Output every line of the entries from the line containing "Definition of the keypoint: for every instance of the small" through the last, exactly, with no other content.

*Dataset items*.
## BEGIN

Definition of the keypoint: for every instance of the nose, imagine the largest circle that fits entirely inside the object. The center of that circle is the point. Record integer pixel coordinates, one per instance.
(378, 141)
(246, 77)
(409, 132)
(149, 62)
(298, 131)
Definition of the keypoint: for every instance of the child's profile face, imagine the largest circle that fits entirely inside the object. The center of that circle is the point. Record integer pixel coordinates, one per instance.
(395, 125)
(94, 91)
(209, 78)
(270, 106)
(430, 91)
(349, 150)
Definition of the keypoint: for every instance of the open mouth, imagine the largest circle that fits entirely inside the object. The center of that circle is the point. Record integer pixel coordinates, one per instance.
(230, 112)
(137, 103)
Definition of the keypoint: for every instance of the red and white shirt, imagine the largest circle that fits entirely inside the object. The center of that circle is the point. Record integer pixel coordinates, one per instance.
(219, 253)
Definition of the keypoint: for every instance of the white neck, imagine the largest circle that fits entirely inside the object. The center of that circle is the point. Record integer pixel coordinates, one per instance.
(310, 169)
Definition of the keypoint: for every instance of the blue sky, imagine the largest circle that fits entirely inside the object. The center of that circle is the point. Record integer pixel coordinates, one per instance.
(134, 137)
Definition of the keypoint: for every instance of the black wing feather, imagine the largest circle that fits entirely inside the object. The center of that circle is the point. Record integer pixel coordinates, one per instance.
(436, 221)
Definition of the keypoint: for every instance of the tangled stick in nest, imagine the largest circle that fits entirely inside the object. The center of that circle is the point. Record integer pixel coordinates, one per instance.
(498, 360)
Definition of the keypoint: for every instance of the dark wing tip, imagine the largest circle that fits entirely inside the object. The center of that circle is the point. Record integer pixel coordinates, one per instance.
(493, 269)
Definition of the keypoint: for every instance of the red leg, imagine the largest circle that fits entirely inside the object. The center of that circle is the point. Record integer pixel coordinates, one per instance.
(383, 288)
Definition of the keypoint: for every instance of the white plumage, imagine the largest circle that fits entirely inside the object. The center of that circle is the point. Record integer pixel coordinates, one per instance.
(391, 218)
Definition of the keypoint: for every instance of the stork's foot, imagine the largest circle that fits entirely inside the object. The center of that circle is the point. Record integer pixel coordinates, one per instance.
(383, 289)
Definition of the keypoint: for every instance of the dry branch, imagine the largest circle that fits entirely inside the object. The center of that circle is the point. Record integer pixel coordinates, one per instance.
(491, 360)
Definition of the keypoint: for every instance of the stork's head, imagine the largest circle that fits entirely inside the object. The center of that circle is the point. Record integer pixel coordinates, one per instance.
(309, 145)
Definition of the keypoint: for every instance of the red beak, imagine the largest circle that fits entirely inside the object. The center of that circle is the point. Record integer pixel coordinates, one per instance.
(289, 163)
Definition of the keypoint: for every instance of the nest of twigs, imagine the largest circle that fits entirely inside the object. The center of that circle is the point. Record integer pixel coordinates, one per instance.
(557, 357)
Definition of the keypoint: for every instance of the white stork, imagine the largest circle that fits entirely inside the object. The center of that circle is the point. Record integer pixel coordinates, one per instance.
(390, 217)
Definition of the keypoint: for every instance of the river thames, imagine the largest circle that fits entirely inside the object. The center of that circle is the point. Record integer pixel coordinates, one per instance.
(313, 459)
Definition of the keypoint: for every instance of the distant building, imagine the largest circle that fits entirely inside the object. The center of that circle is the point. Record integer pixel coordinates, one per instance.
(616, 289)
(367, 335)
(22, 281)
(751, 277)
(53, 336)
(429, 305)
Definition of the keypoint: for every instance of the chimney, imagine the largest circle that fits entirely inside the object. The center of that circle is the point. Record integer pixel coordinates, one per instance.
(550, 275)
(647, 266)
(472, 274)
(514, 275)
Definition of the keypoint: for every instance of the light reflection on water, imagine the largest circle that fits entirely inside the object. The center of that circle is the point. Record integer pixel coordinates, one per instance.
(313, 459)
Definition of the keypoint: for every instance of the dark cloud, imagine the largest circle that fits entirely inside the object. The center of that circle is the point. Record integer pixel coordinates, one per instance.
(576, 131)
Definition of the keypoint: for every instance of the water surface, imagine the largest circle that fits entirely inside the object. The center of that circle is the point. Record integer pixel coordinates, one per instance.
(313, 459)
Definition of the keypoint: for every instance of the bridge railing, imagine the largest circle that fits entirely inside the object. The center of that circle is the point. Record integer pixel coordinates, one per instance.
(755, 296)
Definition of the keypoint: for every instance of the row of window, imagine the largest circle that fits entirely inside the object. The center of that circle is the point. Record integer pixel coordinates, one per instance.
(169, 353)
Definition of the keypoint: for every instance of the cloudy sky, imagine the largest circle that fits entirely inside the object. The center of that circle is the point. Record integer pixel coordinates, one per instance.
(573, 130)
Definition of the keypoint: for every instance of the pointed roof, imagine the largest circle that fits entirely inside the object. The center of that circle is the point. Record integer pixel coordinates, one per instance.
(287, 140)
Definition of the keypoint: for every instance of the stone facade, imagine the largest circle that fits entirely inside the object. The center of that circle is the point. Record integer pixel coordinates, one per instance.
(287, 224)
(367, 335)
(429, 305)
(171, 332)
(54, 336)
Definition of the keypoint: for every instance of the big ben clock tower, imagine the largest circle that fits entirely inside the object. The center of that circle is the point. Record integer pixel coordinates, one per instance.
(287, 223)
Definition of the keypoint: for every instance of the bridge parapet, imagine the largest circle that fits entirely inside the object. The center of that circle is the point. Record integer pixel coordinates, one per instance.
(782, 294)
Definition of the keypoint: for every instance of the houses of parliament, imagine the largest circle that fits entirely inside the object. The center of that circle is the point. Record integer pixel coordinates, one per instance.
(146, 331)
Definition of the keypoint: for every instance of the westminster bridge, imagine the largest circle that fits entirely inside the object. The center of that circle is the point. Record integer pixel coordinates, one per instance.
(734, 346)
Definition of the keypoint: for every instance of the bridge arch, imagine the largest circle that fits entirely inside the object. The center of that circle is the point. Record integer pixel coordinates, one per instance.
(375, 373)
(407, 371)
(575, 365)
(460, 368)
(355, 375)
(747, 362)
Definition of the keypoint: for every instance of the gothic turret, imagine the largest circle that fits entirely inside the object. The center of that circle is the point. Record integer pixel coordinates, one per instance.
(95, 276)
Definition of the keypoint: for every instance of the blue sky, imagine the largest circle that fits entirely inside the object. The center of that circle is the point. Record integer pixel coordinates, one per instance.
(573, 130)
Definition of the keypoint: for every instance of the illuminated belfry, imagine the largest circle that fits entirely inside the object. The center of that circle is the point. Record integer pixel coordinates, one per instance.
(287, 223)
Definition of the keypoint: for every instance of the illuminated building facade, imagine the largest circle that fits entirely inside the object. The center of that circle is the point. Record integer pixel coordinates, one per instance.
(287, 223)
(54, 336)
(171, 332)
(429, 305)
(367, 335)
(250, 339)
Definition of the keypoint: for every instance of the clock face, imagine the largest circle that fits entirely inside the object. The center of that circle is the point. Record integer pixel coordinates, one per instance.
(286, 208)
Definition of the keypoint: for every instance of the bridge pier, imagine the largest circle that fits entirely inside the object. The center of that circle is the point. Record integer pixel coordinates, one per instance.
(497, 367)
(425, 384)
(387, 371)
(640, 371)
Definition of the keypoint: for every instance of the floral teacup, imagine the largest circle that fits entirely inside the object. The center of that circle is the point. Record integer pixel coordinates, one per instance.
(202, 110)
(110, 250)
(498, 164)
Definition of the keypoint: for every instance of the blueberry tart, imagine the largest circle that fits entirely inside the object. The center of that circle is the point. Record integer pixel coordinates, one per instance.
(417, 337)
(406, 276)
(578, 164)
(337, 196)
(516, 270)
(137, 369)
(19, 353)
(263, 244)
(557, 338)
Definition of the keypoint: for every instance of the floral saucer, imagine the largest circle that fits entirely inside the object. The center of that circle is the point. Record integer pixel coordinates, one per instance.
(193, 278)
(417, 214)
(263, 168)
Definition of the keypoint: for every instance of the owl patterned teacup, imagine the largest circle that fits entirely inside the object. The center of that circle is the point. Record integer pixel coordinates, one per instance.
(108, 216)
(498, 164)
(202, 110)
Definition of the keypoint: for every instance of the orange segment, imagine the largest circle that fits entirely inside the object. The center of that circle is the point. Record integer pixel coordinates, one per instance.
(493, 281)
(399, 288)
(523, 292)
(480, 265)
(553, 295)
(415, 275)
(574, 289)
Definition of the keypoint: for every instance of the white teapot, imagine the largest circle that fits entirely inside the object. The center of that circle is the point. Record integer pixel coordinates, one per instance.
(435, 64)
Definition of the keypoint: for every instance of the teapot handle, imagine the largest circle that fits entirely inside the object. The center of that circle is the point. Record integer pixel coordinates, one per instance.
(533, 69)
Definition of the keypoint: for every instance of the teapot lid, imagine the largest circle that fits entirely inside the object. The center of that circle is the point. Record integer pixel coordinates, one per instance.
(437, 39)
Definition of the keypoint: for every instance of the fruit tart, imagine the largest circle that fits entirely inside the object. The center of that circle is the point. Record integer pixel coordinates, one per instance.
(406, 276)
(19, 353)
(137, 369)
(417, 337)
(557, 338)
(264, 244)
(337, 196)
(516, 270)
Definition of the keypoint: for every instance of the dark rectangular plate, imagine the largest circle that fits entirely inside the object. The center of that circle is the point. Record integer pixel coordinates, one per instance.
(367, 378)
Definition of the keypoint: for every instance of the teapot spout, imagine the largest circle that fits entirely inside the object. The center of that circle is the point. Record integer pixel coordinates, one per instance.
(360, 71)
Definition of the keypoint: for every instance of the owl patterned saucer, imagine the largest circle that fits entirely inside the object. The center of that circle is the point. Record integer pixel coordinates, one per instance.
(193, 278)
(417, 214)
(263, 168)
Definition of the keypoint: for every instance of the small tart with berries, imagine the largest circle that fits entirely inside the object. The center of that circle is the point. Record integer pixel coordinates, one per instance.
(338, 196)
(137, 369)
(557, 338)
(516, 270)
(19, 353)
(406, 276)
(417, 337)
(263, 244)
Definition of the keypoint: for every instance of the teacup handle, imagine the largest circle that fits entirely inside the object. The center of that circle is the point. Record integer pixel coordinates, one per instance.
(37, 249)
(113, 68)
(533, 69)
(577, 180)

## END

*ANSWER FOR THIS EXERCISE*.
Definition of the keypoint: for every instance of the small tart with berries, imagine the largest circle that fits entirely inside the object. The center of that circle is the point. Record integer pixel coordinates, one per instance.
(338, 196)
(137, 369)
(557, 338)
(516, 270)
(19, 353)
(406, 276)
(417, 337)
(263, 244)
Definition of the keypoint: for every instance of the teacup handle, imagine the largest circle that fits entirely inside the object. The center of that circle is the point. Record integer pixel coordinates, one per instance.
(37, 249)
(113, 68)
(533, 69)
(577, 180)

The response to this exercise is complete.